EXERCISES TO COMPLETE:
1. In the article on the T20 World Cup, in which months is the tournament scheduled to be held?
2. Summarize the article on the T20 World Cup in two sentences.

TEXT EXCERPT:
Segment Open
New Delhi: ICC’s interim CEO Geoff Allardice on Wednesday said the body has backup plans in place for the T20 World Cup in India later this year but is currently…
New Delhi: ICC’s interim CEO Geoff Allardice on Wednesday said the body has backup plans in place for the T20 World Cup in India later this year but is currently not entertaining any thoughts of moving it out of the country despite a surge in COVID-19 cases.
The tournament is scheduled to be held in October-November in India, which is reporting over one lakh daily cases for the past few days. Amid the COVID surge, the IPL is due to start on Friday in Chennai behind closed doors.
“We are certainly proceeding on the assumption that the event is going ahead as planned,” Allardice said during a virtual media round-table.
“Plan B we have, but we haven’t activated those plans yet. We are working with the BCCI, we do have backup plans that can be activated if the time comes.
“We’re not oblivious to what is going on around the world and we continue to take updates on all aspects of how sporting events are being run and the situation in each country.
“Cricket is being played in a number of countries around the world, we’re taking lessons from all of those and proceeding as planned.
“We do have back-up plans that can be activated when the time is right. We’re not anywhere near that timeline yet. We’ve got a number of months to be able to see how the situation is and how cricket events are being run.”
Allardice, ICC’s general manger – cricket, was recently made the interim CEO after Manu Sawhney was sent on “leave” after his conduct came under the scanner during an internal investigation by UK-based audit firm PricewaterhouseCoopers.
The 53-year-old Australian, who has played domestic cricket in his country, said the ICC is also in touch with other sports bodies to understand how they are managing in the COVID era.
“Cricket is being played in a number of countries at the moment and we are learning from all of them.
“We have been talking to others sports bodies about what they are doing, we are in a reasonably good shape at the moment but acknowledge that the world is changing at a rapid rate.
“We have also got the World Test Championship final coming up in two months’ time, but we are proceeding with both as planned,” he said.
The UAE, which hosted the IPL last year, could be one of the backup venues for the shortest format’s biggest international event should the situation demand a shift.
Segment Closed
DATASET CONTENT:
Segment Open
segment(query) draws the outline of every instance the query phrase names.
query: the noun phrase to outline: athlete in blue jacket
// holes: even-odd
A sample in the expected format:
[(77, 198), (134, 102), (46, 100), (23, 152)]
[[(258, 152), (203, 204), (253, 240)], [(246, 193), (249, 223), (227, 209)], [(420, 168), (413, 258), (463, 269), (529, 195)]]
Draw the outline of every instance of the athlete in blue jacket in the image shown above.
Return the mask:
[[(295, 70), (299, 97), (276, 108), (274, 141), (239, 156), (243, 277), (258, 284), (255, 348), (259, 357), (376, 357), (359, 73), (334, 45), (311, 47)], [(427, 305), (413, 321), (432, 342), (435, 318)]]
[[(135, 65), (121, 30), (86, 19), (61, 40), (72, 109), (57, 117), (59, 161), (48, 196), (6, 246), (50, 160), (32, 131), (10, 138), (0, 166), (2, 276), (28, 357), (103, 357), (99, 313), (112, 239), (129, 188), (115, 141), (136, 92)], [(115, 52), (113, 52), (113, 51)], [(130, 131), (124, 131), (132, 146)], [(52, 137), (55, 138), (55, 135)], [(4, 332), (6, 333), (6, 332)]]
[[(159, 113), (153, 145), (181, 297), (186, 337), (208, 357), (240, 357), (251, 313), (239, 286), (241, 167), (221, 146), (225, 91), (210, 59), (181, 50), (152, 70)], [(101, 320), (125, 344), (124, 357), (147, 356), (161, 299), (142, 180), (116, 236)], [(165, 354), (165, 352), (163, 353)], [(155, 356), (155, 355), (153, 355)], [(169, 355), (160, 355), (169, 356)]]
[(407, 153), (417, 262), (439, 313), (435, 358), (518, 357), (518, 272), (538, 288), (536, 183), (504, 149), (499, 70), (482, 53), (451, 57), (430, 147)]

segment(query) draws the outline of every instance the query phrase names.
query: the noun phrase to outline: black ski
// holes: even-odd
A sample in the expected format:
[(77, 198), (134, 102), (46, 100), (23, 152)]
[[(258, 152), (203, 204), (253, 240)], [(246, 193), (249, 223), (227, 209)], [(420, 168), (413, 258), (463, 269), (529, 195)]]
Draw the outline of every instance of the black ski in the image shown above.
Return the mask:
Segment Closed
Segment Open
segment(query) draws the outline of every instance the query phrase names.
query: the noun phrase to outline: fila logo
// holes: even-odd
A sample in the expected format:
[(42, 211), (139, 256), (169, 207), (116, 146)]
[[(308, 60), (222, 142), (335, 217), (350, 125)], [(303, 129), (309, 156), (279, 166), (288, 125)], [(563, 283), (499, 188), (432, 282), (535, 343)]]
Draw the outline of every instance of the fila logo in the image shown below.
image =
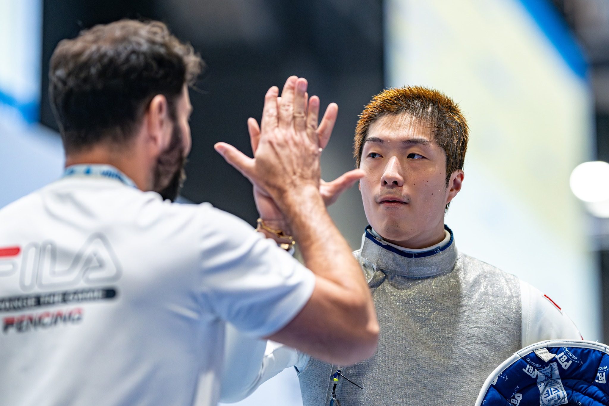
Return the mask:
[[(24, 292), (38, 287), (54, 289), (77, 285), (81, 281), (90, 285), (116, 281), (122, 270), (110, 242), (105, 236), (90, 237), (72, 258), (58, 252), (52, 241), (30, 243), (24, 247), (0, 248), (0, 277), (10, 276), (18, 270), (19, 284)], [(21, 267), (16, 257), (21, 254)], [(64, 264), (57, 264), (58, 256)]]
Segment Closed
EXPECTED OUTPUTS:
1. October-November

2. ICC interim CEO Geoff Allardice said the body has backup plans for the T20 World Cup, scheduled in India for October-November, but is proceeding on the assumption that the event will go ahead as planned despite a surge in COVID-19 cases. He said the ICC is working with the BCCI, learning from other sports bodies and countries where cricket is being played, and is not near the point of activating its backup plans, while the UAE could be one of the backup venues if a shift is needed.